#### ENTRIES SUPPLIED
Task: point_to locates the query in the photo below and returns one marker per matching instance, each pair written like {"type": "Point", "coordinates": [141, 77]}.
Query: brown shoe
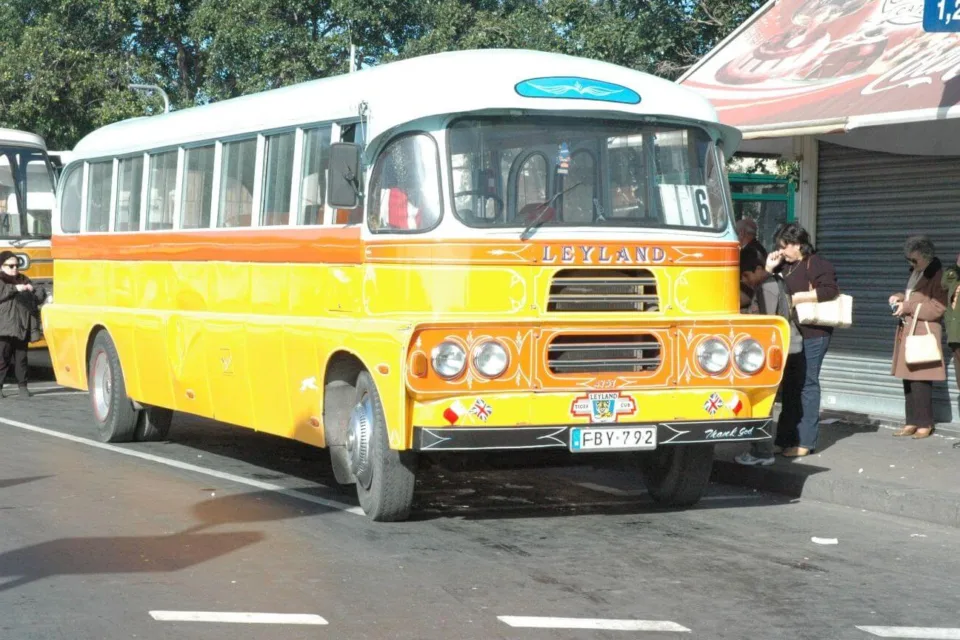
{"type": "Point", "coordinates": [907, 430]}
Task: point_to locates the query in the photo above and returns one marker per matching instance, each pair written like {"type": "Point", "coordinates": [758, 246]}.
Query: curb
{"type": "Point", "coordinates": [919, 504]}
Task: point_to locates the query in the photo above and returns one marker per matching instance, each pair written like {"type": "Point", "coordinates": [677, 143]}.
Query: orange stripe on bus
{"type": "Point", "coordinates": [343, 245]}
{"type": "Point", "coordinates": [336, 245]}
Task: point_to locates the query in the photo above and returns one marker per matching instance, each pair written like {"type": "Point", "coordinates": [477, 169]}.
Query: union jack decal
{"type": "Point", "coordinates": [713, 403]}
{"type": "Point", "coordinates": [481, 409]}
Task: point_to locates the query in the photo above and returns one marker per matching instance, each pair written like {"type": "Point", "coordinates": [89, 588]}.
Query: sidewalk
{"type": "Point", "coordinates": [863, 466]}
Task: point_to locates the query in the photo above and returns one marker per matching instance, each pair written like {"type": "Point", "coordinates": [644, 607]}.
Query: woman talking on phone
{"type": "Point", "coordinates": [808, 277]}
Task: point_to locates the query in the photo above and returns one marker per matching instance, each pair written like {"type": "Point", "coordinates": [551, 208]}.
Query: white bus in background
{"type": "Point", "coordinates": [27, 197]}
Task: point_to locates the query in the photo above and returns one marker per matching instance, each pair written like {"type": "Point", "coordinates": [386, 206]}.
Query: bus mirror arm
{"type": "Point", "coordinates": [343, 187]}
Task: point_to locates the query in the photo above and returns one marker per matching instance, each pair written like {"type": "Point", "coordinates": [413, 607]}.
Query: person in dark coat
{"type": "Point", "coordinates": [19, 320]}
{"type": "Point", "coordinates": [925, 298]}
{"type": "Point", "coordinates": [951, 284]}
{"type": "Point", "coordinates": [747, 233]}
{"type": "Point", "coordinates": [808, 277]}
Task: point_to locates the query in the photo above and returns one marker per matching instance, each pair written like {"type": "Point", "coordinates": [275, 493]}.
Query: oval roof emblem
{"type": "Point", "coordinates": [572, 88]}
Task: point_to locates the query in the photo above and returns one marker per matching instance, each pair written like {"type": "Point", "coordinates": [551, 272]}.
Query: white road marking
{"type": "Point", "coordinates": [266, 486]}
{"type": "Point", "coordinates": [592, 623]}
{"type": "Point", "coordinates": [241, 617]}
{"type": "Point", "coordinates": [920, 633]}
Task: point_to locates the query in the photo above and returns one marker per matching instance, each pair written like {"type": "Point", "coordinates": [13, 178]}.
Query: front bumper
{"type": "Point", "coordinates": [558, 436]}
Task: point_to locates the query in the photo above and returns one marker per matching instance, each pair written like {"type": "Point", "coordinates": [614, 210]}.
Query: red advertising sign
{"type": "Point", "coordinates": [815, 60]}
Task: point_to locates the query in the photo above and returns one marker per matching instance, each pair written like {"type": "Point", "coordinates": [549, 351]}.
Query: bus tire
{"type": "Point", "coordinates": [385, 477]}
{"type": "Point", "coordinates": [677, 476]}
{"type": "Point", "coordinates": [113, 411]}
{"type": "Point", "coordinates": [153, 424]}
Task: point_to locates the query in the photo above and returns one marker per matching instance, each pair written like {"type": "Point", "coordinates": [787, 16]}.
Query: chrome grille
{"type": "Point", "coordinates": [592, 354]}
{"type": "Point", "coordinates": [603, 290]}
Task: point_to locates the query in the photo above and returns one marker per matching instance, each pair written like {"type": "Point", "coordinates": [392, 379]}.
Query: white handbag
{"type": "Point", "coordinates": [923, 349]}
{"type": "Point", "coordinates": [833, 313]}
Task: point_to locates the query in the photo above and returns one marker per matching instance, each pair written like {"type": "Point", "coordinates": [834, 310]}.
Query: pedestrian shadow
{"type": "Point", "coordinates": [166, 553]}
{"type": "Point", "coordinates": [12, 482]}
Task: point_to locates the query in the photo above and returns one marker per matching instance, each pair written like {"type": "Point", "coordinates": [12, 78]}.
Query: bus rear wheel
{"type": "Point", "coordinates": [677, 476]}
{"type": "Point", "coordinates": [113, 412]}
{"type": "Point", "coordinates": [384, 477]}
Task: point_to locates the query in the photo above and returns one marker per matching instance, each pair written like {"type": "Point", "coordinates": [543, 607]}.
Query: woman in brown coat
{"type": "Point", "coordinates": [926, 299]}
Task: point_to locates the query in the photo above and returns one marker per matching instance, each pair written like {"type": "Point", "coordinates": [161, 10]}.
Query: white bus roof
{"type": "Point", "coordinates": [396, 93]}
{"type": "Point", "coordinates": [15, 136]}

#### WHAT IS NEEDED
Strip the images and reproduce the remaining records precisely.

#### THE RESULT
Task: point_to locates the query in the photo below and returns one marker per matching instance, each pair written like {"type": "Point", "coordinates": [141, 77]}.
Query: brown shoe
{"type": "Point", "coordinates": [907, 430]}
Task: point_to locates the query in the photo above and returns one marker per matching instance, each pair written like {"type": "Point", "coordinates": [758, 246]}.
Query: curb
{"type": "Point", "coordinates": [919, 504]}
Task: point_to locates the query in the photo above and returns one marker per matching instance, each pair written like {"type": "Point", "coordinates": [677, 143]}.
Query: orange stripe on bus
{"type": "Point", "coordinates": [343, 245]}
{"type": "Point", "coordinates": [336, 245]}
Task: point_to locates the query in the photo above and returns one marker per matching instance, each pair written like {"type": "Point", "coordinates": [477, 169]}.
Query: union jack decal
{"type": "Point", "coordinates": [713, 403]}
{"type": "Point", "coordinates": [481, 409]}
Task: point_to locates the query in the photo above and returns one marker per matching instance, each pair written like {"type": "Point", "coordinates": [89, 588]}.
Query: sidewalk
{"type": "Point", "coordinates": [863, 466]}
Task: point_to locates the query in the photo above and returns one marker per matching instance, each pair written like {"type": "Point", "coordinates": [644, 607]}.
Query: woman talking on phone
{"type": "Point", "coordinates": [808, 277]}
Task: point_to locates the query in the photo above and returns one marker per matching instance, each pair written like {"type": "Point", "coordinates": [551, 208]}.
Query: white bus in background
{"type": "Point", "coordinates": [27, 197]}
Task: point_to locates the query in the photo above and returns one marker per matching instance, each pair written like {"type": "Point", "coordinates": [386, 206]}.
Query: bus mirror arm
{"type": "Point", "coordinates": [343, 187]}
Task: point_to locates the query in the photo above and returns one marker per matching instance, each pair written like {"type": "Point", "coordinates": [413, 607]}.
Query: person in dark coat
{"type": "Point", "coordinates": [19, 320]}
{"type": "Point", "coordinates": [925, 298]}
{"type": "Point", "coordinates": [951, 284]}
{"type": "Point", "coordinates": [747, 233]}
{"type": "Point", "coordinates": [808, 277]}
Task: point_to locates the query in the photo above and returns one marker per matching instance, each pair written like {"type": "Point", "coordinates": [275, 493]}.
Query: oval roof emblem
{"type": "Point", "coordinates": [572, 88]}
Task: point_to locates the query in the photo above and returns one marker per matching instance, each pair written like {"type": "Point", "coordinates": [551, 272]}.
Query: white road marking
{"type": "Point", "coordinates": [266, 486]}
{"type": "Point", "coordinates": [592, 623]}
{"type": "Point", "coordinates": [241, 617]}
{"type": "Point", "coordinates": [920, 633]}
Task: point_to locates the query in the photo above and returns one marker per matching instance, each pair written like {"type": "Point", "coordinates": [13, 178]}.
Query: front bumper
{"type": "Point", "coordinates": [558, 436]}
Task: point_to locates the query in the photo above and returns one marker per matching instance, each pair written like {"type": "Point", "coordinates": [614, 210]}.
Query: red advertising sign
{"type": "Point", "coordinates": [815, 60]}
Task: point_to locates the query in the photo above and returns one marker per matching instance, each pair written like {"type": "Point", "coordinates": [549, 351]}.
Query: bus tire
{"type": "Point", "coordinates": [385, 477]}
{"type": "Point", "coordinates": [677, 476]}
{"type": "Point", "coordinates": [113, 411]}
{"type": "Point", "coordinates": [153, 424]}
Task: point_to locates the query in the photo above and returns one marker per matching instance, each pair written like {"type": "Point", "coordinates": [787, 16]}.
Query: chrome grille
{"type": "Point", "coordinates": [592, 354]}
{"type": "Point", "coordinates": [603, 290]}
Task: point_to locates the query in the photo above and returns one marker per matching instance, each pair written like {"type": "Point", "coordinates": [392, 379]}.
Query: white handbag
{"type": "Point", "coordinates": [923, 349]}
{"type": "Point", "coordinates": [833, 313]}
Task: point_to locates the query in the photo above and returns one marker per matching instance, each pair written like {"type": "Point", "coordinates": [834, 310]}.
Query: pedestrian shadow
{"type": "Point", "coordinates": [166, 553]}
{"type": "Point", "coordinates": [12, 482]}
Task: point_to locates the query in the photo above and returns one marker per matching instance, each pair written like {"type": "Point", "coordinates": [12, 78]}.
Query: bus rear wheel
{"type": "Point", "coordinates": [677, 476]}
{"type": "Point", "coordinates": [113, 412]}
{"type": "Point", "coordinates": [384, 477]}
Task: point_to locates the query in the photo above and returns one marker per matching instance, each pair written like {"type": "Point", "coordinates": [543, 607]}.
Query: woman in brown coat
{"type": "Point", "coordinates": [926, 299]}
Task: point_to locates the query in the photo above and returns one marker per matching instance, each pair written like {"type": "Point", "coordinates": [161, 10]}.
Query: white bus roof
{"type": "Point", "coordinates": [396, 93]}
{"type": "Point", "coordinates": [15, 136]}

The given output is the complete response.